Несколько лет (с 1904 по 1909 г.) Бубер посвятил изучению хасидизма, собирал и пересказывал предания о его учителях и подвижниках. Хасидизм, впитавший в себя высочайшие достижения еврейской мистики, – это, по словам Бубера, "кабалла, ставшая этосом". Для него самым достоверным источником были легенды, которые заключали истории "Я и Ты". Легенда – не хроника, но она, по мнению Бубера, "правдивее хроники" [5: 435–436].
В художественной концепции Фета "Ты" становится объектом чистого созерцания шопенгауэрского типа, порождением его искусства. "Ты" – "чистый субъект" познания, идея. Экзистенциальное, внутреннее, становится у Фета внешним, эстетическим, становится искусством, той силой, которая спасает поэта: трагическое его жизни становится искусством, в котором, если говорить на языке Шопенгауэра, остается один только мир как представление, а мир как воля исчезает. Гений поэта, если измерять его критерием философа, и состоит в преобладающей способности чистого созерцания: "...гениальность есть способность относиться вполне созерцательно, теряться в созерцании, и свое познание, предназначенное собственно к услужению воле, освобождать от такого служения, т.е. совершенно упускать из виду собственный интерес, собственное желание, собственные цели, и потому вполне отказываться на время от собственной особы, чтобы остаться чистым познающим субъектом, ясным оком мироздания..." [6: 415].

• _УСЛОВИЕ ЗАДАЧИ 1_
Найдите в записях все строки, где встречается слово "girl", и перепишите их.

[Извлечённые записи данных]
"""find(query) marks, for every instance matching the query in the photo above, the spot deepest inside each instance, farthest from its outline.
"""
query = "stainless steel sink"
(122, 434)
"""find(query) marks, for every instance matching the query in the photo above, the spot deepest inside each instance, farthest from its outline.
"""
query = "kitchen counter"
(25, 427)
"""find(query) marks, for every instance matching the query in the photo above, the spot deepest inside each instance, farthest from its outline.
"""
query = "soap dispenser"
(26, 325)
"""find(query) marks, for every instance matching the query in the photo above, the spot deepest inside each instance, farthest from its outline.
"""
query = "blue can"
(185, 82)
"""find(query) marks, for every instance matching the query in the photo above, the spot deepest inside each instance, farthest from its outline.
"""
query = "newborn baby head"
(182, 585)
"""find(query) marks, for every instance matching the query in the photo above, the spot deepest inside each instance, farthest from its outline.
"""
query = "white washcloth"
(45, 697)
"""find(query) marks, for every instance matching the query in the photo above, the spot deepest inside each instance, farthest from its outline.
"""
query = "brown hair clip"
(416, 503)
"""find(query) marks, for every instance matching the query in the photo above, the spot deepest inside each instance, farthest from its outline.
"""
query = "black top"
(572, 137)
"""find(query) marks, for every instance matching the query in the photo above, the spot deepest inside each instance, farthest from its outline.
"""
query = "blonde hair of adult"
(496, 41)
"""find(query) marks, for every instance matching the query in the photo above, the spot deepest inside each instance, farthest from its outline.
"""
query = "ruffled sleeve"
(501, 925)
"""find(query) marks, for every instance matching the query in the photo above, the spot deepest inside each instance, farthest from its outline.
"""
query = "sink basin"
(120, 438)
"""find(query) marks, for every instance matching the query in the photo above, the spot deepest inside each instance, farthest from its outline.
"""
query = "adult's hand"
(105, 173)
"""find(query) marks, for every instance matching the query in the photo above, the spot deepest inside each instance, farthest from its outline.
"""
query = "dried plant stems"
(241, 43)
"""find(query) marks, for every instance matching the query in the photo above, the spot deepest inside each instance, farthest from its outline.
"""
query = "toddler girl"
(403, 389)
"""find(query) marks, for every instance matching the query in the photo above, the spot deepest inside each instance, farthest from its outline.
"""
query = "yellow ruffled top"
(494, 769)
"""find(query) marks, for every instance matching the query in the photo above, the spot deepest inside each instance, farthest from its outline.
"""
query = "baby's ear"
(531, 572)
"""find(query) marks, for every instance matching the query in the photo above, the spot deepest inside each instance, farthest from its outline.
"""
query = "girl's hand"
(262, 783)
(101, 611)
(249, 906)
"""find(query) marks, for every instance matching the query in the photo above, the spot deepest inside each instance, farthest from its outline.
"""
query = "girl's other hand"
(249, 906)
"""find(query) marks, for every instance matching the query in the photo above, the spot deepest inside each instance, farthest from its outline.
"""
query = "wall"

• _УСЛОВИЕ ЗАДАЧИ 2_
Назовите всех людей, которые упомянуты по фамилии во фрагменте о Бубере и Фете.

• _ПОЛНОЕ РЕШЕНИЕ 1_
query = "toddler girl"
query = "girl's hand"
query = "girl's other hand"

• _ПОЛНОЕ РЕШЕНИЕ 2_
Бубер, Фет, Шопенгауэр.